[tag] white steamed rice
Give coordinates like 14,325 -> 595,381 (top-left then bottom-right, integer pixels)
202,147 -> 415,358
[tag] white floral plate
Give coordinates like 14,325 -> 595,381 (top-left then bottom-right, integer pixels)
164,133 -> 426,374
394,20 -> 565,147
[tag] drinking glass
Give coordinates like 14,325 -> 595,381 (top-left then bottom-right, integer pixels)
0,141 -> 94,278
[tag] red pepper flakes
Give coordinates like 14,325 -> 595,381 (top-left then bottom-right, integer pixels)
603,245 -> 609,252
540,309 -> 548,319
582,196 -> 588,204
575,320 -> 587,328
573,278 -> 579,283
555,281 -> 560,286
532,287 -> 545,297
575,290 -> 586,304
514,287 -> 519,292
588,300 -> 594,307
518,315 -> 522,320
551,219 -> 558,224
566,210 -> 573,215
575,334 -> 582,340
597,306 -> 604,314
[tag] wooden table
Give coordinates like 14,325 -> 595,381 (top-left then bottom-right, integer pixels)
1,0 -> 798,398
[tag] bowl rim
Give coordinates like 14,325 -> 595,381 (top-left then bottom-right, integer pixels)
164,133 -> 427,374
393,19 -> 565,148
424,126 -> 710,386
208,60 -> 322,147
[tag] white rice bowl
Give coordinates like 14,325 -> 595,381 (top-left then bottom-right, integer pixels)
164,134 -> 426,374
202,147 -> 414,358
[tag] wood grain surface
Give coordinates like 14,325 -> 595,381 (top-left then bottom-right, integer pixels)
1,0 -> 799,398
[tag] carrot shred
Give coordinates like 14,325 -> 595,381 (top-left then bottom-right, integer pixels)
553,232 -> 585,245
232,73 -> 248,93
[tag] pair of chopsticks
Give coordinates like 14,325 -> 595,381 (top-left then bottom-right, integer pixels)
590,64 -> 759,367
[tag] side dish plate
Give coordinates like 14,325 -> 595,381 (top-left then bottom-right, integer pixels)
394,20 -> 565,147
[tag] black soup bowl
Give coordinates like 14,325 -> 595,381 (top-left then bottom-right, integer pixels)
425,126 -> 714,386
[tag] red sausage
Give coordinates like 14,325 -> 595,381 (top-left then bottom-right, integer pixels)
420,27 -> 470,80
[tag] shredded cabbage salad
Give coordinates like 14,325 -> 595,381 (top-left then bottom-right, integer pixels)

------------------------------

Activity:
Could you please retype the lines from the start of the data through the line with "[tag] side dish plate", both included, and nothing else?

The completed task:
[tag] white steamed rice
Give coordinates like 14,325 -> 595,381 (top-left then bottom-right, integer pixels)
202,147 -> 415,358
[tag] white floral plate
Give coordinates like 14,325 -> 595,381 (top-left then bottom-right, integer pixels)
164,133 -> 426,374
394,20 -> 565,147
[tag] drinking glass
Give coordinates like 14,325 -> 595,381 (top-left then bottom-right, integer pixels)
0,141 -> 94,278
[tag] red pepper flakes
Give coordinates like 14,325 -> 595,381 (top-left then bottom-right, integer pixels)
603,245 -> 609,252
540,309 -> 548,319
582,196 -> 588,204
575,320 -> 587,328
573,278 -> 579,283
555,281 -> 560,286
532,287 -> 545,297
575,290 -> 586,304
514,287 -> 519,292
588,300 -> 594,307
518,315 -> 522,320
551,219 -> 558,224
566,210 -> 573,215
575,334 -> 582,340
597,306 -> 604,314
[tag] wooden table
Give coordinates like 14,325 -> 595,381 (top-left then bottom-right, integer pixels)
1,0 -> 798,398
[tag] bowl rim
Give coordinates like 14,325 -> 595,381 (top-left then bottom-right, integer pixels)
164,133 -> 427,374
393,19 -> 565,148
424,126 -> 710,386
208,60 -> 322,147
[tag] white rice bowl
Give coordinates like 14,325 -> 595,381 (top-left then bottom-right, integer pixels)
164,134 -> 426,374
202,147 -> 414,358
[tag] wood grain surface
Give coordinates like 14,325 -> 595,381 (top-left then bottom-right, integer pixels)
1,0 -> 799,398
[tag] carrot shred
Give coordinates like 14,325 -> 595,381 (top-left then bottom-right, integer pixels)
553,232 -> 585,245
232,73 -> 248,93
[tag] pair of chopsticks
Give coordinates like 14,325 -> 595,381 (top-left then bottom-right, integer pixels)
590,64 -> 759,367
[tag] side dish plate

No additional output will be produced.